### The exercise
State how many lines in the records below contain the string "label". Reply with the number alone.

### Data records
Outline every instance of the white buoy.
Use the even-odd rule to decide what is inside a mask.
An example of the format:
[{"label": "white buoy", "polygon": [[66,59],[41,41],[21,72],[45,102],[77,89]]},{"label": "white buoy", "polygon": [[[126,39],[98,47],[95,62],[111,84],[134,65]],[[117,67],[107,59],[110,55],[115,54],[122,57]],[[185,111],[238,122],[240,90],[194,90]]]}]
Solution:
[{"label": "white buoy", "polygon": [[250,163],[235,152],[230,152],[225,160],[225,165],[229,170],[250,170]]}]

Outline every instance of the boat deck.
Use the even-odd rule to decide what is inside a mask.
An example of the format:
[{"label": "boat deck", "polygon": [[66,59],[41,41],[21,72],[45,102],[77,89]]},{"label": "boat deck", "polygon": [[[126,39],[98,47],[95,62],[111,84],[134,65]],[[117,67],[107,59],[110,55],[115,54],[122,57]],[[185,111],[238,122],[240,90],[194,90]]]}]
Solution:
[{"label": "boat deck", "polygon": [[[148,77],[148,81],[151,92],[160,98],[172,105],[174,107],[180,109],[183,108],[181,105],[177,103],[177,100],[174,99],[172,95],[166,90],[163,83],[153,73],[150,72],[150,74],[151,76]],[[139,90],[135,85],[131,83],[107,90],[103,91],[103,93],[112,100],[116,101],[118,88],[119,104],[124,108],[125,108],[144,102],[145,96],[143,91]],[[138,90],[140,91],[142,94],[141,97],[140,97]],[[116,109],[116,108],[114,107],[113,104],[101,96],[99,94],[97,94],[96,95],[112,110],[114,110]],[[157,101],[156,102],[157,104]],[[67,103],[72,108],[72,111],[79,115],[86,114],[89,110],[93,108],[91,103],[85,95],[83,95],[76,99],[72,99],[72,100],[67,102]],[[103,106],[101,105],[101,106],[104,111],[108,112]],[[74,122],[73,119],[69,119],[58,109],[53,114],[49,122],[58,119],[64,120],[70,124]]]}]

### Result
4